• [Supplied passage]:
# Housing Price Prediction

Competition: https://www.kaggle.com/c/house-prices-advanced-regression-techniques/overview  

This is the notebook for my entry to the housing prices prediction competition on Kaggle.
As of right now, my best submission has a best score (root mean logarithmic error) of 0.15797 and 
am 3301 on the leaderboard.

My next steps are to try and use sklearn's builtin feature_selection funtions and PCA to see if these can improve the model's accuracy compared to my intuition.

2/9/20 UPDATE: After learning more about Scikit-Learn and some of the tools that come with it, I made a pipeline to transform and fit the data and found marked improvements to my model! As of this update, I am now 3184 on the Leaderboard with a score of 0.15202. I decided to do cross validation with KFold because I felt that there weren't enough examples to simply split it into training and test sets. 

Next steps from this point on is to do some hyperparameter tuning, and also seeing if implementing more feature engineering/feature selection techniques will improve performance. For example, I may want to use some tools from the feature_selection package like SelectKBest or chi2. 

In [2]:
import numpy as np
import pandas as pd
import matplotlib.pyplot as plt
import seaborn as sns
import re

%matplotlib inline

In [3]:
train_data = pd.read_csv("./train.csv")
test_data = pd.read_csv("./test.csv")

• [Entries shown]:
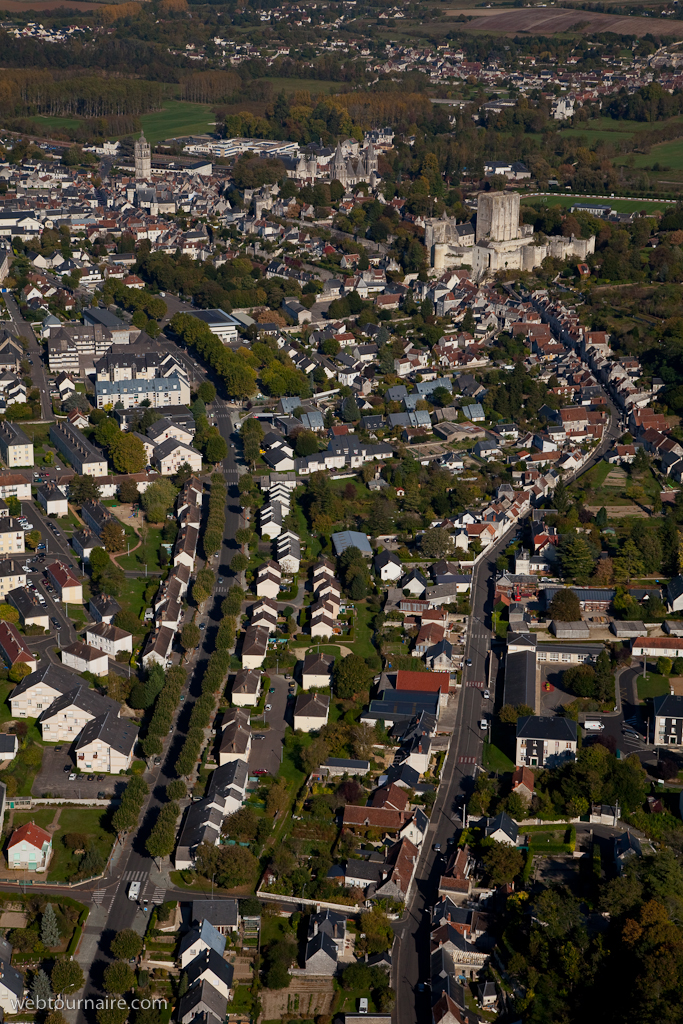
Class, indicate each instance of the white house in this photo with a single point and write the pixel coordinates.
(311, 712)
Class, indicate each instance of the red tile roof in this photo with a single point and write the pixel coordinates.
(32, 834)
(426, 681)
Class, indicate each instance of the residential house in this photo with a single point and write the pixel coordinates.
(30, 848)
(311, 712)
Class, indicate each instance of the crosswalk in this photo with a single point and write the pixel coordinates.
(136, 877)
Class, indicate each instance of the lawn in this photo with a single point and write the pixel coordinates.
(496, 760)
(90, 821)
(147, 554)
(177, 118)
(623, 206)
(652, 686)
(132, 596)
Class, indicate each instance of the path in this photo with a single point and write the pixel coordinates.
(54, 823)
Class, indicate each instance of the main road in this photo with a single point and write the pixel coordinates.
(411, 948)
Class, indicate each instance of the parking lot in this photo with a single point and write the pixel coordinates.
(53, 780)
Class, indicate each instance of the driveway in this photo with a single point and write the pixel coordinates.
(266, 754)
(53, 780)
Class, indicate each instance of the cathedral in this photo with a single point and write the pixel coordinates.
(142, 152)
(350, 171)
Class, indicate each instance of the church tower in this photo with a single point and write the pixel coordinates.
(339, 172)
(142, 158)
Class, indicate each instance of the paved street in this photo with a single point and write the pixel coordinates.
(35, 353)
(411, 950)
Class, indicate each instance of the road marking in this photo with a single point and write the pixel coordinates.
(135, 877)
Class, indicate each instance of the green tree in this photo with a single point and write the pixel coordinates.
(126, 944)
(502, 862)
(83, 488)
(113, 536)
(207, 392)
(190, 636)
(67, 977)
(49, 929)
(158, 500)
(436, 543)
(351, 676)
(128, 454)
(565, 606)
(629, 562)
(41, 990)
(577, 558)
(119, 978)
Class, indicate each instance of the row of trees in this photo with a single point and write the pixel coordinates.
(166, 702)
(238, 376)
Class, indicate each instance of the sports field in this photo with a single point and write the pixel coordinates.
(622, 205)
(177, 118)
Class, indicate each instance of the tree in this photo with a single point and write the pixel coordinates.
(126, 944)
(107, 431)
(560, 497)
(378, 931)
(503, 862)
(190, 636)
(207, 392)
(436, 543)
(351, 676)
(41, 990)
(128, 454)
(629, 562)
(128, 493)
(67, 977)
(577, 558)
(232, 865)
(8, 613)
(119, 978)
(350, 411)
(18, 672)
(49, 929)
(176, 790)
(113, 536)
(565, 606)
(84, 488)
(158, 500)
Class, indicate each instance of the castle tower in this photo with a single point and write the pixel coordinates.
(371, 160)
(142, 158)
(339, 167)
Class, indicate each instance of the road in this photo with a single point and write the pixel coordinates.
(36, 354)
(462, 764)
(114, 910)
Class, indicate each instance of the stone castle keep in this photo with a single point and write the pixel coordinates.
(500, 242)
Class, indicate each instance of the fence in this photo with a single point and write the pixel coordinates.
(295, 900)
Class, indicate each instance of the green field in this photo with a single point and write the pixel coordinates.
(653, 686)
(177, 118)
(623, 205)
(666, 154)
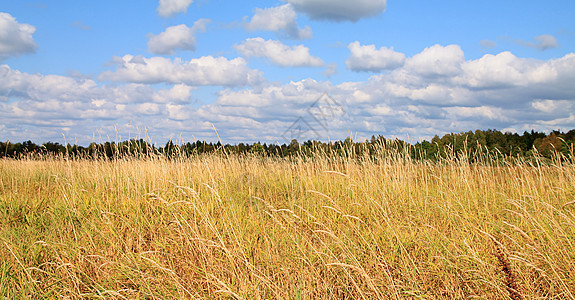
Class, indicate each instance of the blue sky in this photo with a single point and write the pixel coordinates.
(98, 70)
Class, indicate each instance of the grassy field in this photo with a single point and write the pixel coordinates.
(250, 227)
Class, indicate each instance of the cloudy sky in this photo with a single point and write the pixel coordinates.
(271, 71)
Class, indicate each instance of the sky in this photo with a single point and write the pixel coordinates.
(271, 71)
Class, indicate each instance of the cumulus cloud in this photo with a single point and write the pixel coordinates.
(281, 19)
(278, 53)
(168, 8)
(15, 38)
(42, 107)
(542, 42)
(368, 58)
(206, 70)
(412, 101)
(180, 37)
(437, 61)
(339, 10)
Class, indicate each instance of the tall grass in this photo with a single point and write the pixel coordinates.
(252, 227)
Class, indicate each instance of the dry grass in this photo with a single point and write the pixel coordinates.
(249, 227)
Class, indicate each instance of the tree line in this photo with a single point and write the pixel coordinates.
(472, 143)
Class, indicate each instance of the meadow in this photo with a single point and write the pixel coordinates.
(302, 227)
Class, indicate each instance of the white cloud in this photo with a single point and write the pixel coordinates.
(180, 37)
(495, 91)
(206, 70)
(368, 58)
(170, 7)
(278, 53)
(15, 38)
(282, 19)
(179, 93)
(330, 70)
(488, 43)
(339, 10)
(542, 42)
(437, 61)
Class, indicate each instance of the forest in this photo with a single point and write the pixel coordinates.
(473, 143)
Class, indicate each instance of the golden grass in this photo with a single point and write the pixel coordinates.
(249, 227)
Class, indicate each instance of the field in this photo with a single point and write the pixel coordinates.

• [Direction 1]:
According to the housing price prediction notebook, what leaderboard position and score did the author reach as of the 2/9/20 update?
• [Direction 2]:
Summarize the housing price prediction notebook in two sentences.
• [Direction 3]:
Extend the housing price prediction notebook beyond its final line.

• [Answer 1]:
As of the 2/9/20 update, the author was 3184 on the leaderboard with a score of 0.15202.

• [Answer 2]:
The notebook is the author's entry to Kaggle's housing prices prediction competition, and a Scikit-Learn pipeline with KFold cross validation improved the score from 0.15797 to 0.15202. The author next plans to try hyperparameter tuning and more feature engineering and feature selection, possibly with tools such as SelectKBest or chi2.

• [Answer 3]:
In [4]:
train_data.columns

Index(['Id', 'MSSubClass', 'MSZoning', 'LotFrontage', 'LotArea', 'Street',
       'Alley', 'LotShape', 'LandContour', 'Utilities', 'LotConfig',
       'LandSlope', 'Neighborhood', 'Condition1', 'Condition2', 'BldgType',
       'HouseStyle', 'OverallQual', 'OverallCond', 'YearBuilt', 'YearRemodAdd',
       'RoofStyle', 'RoofMatl', 'Exterior1st', 'Exterior2nd', 'MasVnrType',
       'MasVnrArea', 'ExterQual', 'ExterCond', 'Foundation', 'BsmtQual',
       'BsmtCond', 'BsmtExposure', 'BsmtFinType1', 'BsmtFinSF1',
       'BsmtFinType2', 'BsmtFinSF2', 'BsmtUnfSF', 'TotalBsmtSF', 'Heating',
       'HeatingQC', 'CentralAir', 'Electrical', '1stFlrSF', '2ndFlrSF',
       'LowQualFinSF', 'GrLivArea', 'BsmtFullBath', 'BsmtHalfBath', 'FullBath',
       'HalfBath', 'BedroomAbvGr', 'KitchenAbvGr', 'KitchenQual',
       'TotRmsAbvGrd', 'Functional', 'Fireplaces', 'FireplaceQu', 'GarageType',
       'GarageYrBlt', 'GarageFinish', 'GarageCars', 'GarageArea', 'GarageQual',
       'GarageCond', 'PavedDrive

In [None]:
train_data.head(5)

In [5]:
# replace current index with index from data frame
train_data.index = train_data["Id"]
train_data = train_data.drop("Id", axis=1)

test_data.index = test_data["Id"]
test_data = test_data.drop("Id", axis=1)

In [121]:
x_train = train_data.drop("SalePrice", axis=1)
y_train = train_data["SalePrice"]

# reset the Id column because KFold uses 0-indexing and the data uses 1-indexing
x_train = x_train.reset_index().drop(["Id"], axis=1)
x_train.index.name = "Id"

y_train = y_train.reset_index().drop(["Id"], axis=1)
y_train.index.name = "Id"
y_train = np.ravel(y_train)

# cols identified as not having enough values to be considered
sparse_cols = ["Alley", "FireplaceQu", "PoolQC", "Fence", "MiscFeature"]
x_train = x_train.drop(sparse_cols, axis=1)
x_test = test_data.drop(sparse_cols, axis=1)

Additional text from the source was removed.